Action item. A faithful copy of all the data below, please; leave no line out.

Dataset records:
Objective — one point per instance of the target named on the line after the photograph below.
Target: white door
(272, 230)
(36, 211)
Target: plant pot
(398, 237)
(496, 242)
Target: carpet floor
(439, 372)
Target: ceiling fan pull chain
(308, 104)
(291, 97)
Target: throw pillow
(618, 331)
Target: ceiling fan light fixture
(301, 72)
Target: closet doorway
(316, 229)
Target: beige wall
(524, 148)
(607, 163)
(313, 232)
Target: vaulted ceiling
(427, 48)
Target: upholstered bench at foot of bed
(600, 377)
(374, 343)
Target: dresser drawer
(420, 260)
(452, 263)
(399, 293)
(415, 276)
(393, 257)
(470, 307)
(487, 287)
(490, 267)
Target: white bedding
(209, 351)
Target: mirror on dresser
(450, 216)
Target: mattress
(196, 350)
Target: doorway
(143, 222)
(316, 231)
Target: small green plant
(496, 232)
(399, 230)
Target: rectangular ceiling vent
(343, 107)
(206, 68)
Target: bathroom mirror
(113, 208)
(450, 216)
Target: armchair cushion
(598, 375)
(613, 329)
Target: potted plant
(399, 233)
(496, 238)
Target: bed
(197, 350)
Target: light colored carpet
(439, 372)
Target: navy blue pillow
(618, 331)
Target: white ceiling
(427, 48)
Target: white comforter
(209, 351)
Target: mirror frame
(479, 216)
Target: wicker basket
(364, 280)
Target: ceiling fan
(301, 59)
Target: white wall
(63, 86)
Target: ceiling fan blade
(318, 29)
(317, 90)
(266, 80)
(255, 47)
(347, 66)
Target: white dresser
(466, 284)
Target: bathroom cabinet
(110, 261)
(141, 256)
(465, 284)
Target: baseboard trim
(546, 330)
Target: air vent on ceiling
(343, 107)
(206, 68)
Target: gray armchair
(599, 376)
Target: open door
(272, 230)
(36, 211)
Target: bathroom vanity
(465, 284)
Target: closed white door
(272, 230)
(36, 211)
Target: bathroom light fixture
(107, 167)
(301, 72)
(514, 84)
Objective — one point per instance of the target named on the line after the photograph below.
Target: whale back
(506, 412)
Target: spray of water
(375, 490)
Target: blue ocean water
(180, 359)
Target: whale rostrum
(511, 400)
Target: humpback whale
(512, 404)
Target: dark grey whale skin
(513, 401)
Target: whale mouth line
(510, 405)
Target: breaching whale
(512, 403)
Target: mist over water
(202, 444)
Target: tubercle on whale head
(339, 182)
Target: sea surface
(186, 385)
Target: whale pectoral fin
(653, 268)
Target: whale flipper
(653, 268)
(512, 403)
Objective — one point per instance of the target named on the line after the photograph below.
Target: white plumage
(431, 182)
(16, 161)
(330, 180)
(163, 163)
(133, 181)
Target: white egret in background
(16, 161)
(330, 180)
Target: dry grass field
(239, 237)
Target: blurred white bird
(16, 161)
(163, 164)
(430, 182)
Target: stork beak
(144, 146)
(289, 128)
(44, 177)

Answer for this exercise.
Objective — one point per instance of the target named on the line after the photograph below.
Target: white door
(272, 230)
(36, 211)
Target: plant pot
(398, 237)
(496, 242)
Target: carpet floor
(439, 372)
Target: ceiling fan pull chain
(308, 104)
(291, 97)
Target: throw pillow
(618, 331)
Target: ceiling fan light fixture
(301, 72)
Target: closet doorway
(316, 229)
Target: beige wall
(524, 148)
(607, 163)
(313, 232)
Target: vaulted ceiling
(427, 48)
Target: upholstered bench at foot of bed
(600, 377)
(374, 343)
Target: dresser drawer
(420, 260)
(452, 263)
(399, 293)
(415, 276)
(393, 257)
(470, 307)
(487, 287)
(490, 267)
Target: white bedding
(209, 351)
Target: mirror on dresser
(450, 216)
Target: mattress
(196, 350)
Target: doorway
(143, 222)
(316, 231)
Target: small green plant
(496, 232)
(399, 230)
Target: rectangular ceiling vent
(343, 107)
(206, 68)
Target: bathroom mirror
(113, 208)
(450, 216)
Target: armchair cushion
(598, 375)
(613, 329)
Target: potted plant
(399, 233)
(496, 238)
Target: bed
(197, 350)
Target: light colored carpet
(439, 372)
Target: navy blue pillow
(618, 331)
Target: white ceiling
(427, 48)
Target: white comforter
(209, 351)
Target: mirror frame
(479, 216)
Target: wicker basket
(364, 280)
Target: ceiling fan
(301, 59)
Target: white wall
(63, 86)
Target: ceiling fan blade
(318, 29)
(317, 90)
(266, 80)
(255, 47)
(347, 66)
Target: white dresser
(466, 284)
Target: bathroom cabinet
(110, 261)
(141, 256)
(465, 284)
Target: baseboard trim
(546, 330)
Target: air vent on ceiling
(343, 107)
(206, 68)
Target: gray armchair
(599, 376)
Target: open door
(272, 230)
(36, 211)
Target: bathroom vanity
(465, 284)
Target: closed white door
(272, 230)
(36, 211)
Target: bathroom light fixture
(107, 167)
(301, 72)
(514, 84)
Objective — one point per instance of the target named on the line after the photograph below.
Target: whale back
(506, 412)
Target: spray of water
(375, 490)
Target: blue ocean water
(180, 359)
Target: whale rostrum
(511, 400)
Target: humpback whale
(512, 404)
Target: dark grey whale skin
(513, 401)
Target: whale mouth line
(510, 405)
Target: breaching whale
(512, 403)
Target: mist over water
(202, 444)
Target: tubercle on whale head
(339, 182)
Target: sea surface
(186, 385)
Target: whale pectoral fin
(653, 268)
Target: whale flipper
(653, 268)
(512, 403)
Objective — one point per instance of the target named on the line after the photograph below.
Target: white plumage
(431, 182)
(16, 161)
(330, 180)
(163, 163)
(133, 181)
Target: white egret in background
(16, 161)
(330, 180)
Target: dry grass field
(239, 237)
Target: blurred white bird
(16, 161)
(163, 164)
(430, 182)
Target: stork beak
(144, 146)
(289, 128)
(44, 177)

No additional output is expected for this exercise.